*The task:* Reproduce every line of the records below without any change, from the first record through the last.

*Data:*

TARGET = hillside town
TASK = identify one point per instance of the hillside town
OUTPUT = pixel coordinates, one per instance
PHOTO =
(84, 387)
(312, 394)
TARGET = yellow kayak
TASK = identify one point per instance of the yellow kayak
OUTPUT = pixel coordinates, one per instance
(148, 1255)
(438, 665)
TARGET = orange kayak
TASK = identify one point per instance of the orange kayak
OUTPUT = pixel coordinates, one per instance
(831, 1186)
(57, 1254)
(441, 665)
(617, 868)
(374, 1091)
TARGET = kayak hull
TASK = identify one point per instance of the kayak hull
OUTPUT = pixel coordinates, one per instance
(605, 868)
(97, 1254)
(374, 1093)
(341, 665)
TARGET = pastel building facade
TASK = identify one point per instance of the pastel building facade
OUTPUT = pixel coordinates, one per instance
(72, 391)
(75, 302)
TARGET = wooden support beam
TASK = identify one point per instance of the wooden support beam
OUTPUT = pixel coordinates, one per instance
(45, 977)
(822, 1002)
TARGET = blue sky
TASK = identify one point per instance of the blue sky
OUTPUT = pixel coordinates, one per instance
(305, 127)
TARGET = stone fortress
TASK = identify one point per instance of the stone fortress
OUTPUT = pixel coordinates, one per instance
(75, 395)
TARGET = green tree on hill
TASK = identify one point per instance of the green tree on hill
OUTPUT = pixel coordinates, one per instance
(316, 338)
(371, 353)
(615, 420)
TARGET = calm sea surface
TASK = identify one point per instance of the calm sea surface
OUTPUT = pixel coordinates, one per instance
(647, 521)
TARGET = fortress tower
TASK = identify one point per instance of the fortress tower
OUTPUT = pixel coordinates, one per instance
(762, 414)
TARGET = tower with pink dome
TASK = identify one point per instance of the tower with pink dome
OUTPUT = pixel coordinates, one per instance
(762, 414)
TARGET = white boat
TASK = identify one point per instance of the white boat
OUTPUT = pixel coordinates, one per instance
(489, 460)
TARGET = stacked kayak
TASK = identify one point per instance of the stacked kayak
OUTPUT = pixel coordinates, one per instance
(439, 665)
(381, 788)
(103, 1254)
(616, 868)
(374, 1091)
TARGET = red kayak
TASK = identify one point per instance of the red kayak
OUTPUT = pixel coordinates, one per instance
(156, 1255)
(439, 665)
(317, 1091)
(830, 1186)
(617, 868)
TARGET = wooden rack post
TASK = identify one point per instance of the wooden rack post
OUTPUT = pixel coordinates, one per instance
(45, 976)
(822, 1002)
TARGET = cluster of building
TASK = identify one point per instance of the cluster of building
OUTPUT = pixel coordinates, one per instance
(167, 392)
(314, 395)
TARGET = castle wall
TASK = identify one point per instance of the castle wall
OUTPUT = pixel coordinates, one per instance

*Full output:*
TARGET = hillside town
TASK = identify one point per instance of the hillside town
OUTPUT = pixel coordinates, one per instance
PHOTO =
(84, 387)
(312, 394)
TARGET = yellow kayak
TASK = identify one point per instance of the yellow kayak
OUTPUT = pixel coordinates, one per instance
(148, 1255)
(438, 665)
TARGET = orange kayak
TASK = identify one point per instance of the orange kayak
OUTPUT = pixel coordinates, one per instance
(831, 1186)
(57, 1254)
(441, 665)
(617, 868)
(374, 1091)
TARGET = kayak hull
TASK = identify one point per instance of the kayak hull
OUTPUT = pixel coordinates, one per instance
(605, 868)
(97, 1254)
(374, 1093)
(341, 665)
TARGET = pastel building facade
TASK = identify one point per instance of the pastel building facade
OUTPUT = pixel coordinates, one per instance
(72, 391)
(75, 302)
TARGET = wooden support beam
TASK = identify one point per instance of the wooden support beam
OUTPUT = pixel coordinates, one per instance
(45, 977)
(822, 1002)
TARGET = blue sky
TASK = identify one point per instance of the blue sky
OUTPUT = pixel coordinates, one per instance
(305, 127)
TARGET = stone fortress
TASK = identify one point per instance of the stone fortress
OUTPUT = pixel coordinates, one per instance
(75, 395)
TARGET = green tree on hill
TASK = identify one point per instance of the green tree on hill
OUTPUT = pixel coordinates, one per instance
(316, 338)
(371, 353)
(615, 420)
TARGET = calm sea surface
TASK = identify one point per instance of the calm sea surface
OUTPUT = pixel coordinates, one per instance
(647, 521)
TARGET = fortress tower
TASK = identify one point per instance of the fortress tower
OUTPUT = pixel coordinates, one per instance
(762, 414)
TARGET = tower with pink dome
TASK = identify one point per instance of the tower with pink dome
OUTPUT = pixel coordinates, one per instance
(762, 414)
TARGET = white boat
TASK = identify one point per instance of the white boat
OUTPUT = pixel coordinates, one per instance
(489, 460)
TARGET = stacked kayak
TASK = identify one point per instance of the stacked kayak
OUTPUT = pixel coordinates, one per instance
(439, 665)
(381, 788)
(103, 1254)
(616, 868)
(374, 1091)
TARGET = red kayak
TASK = identify one point per instance of the red kayak
OUTPUT = pixel coordinates, one per instance
(156, 1255)
(439, 665)
(317, 1091)
(830, 1186)
(617, 868)
TARGET = wooden rack post
TASK = identify one point per instance of the wooden rack post
OUTPUT = pixel coordinates, one per instance
(45, 976)
(822, 1002)
TARGET = cluster of building
TASK = identify one point per instance of the cluster of building
OUTPUT = pixel coordinates, one per instance
(167, 392)
(314, 395)
TARGET = castle wall
TASK = identify one point per instance of the castle wall
OUTPUT = pixel coordinates, one per instance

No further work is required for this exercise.